--- start Task material ---
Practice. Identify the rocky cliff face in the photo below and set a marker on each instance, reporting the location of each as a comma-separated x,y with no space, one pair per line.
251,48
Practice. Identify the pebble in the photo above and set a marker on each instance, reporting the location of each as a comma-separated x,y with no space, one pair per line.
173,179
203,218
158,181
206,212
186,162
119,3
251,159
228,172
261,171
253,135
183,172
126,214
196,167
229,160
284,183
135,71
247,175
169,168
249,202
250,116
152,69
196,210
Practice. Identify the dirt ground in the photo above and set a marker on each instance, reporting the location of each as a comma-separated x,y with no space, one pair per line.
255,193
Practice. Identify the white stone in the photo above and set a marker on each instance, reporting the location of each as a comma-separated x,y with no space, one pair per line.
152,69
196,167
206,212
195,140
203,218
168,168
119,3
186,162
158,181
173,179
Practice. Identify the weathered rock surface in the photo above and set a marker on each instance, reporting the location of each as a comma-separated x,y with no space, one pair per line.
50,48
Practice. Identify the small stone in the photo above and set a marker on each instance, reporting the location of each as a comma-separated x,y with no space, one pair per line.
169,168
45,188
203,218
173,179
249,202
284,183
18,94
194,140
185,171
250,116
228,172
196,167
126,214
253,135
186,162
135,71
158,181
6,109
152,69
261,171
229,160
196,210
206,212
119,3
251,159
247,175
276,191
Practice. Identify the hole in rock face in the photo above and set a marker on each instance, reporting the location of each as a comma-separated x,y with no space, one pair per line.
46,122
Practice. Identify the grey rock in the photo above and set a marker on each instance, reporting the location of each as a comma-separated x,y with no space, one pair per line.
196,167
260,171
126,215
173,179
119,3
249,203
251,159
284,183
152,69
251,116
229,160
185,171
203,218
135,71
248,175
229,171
--- end Task material ---
--- start Task material ---
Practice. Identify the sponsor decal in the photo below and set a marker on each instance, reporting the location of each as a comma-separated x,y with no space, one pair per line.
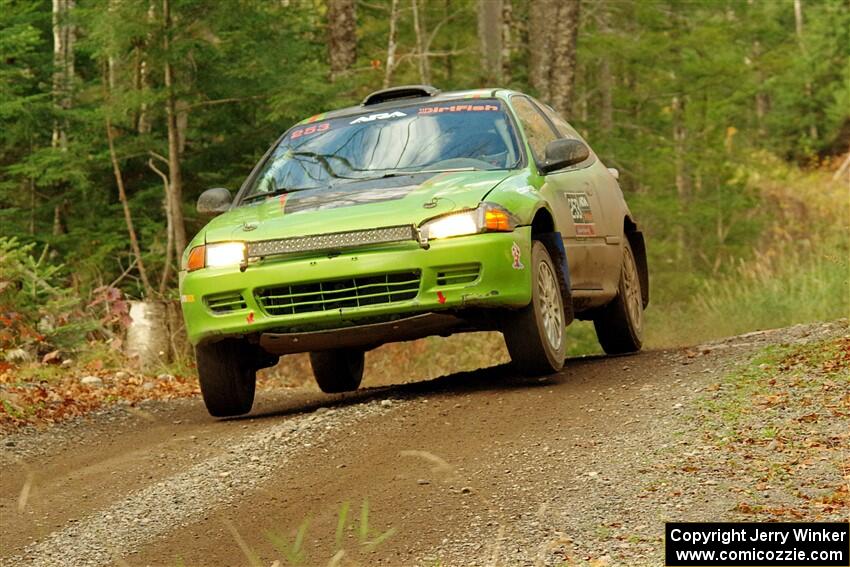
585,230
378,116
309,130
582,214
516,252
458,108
--- end Task material ---
§ Request
Pull out each line of the listing that contains the string "stone". Case counts.

§ Solution below
Practice. Identify the white stone in the photo above and set a marker on each instance, reporting the location of each as a comma-separated x,y with no space, one pair per line.
Practice. Identify the small stone in the photo above and set a marker on each instance, reporting the location of each as a comma-separated x,y with no space, one pair per line.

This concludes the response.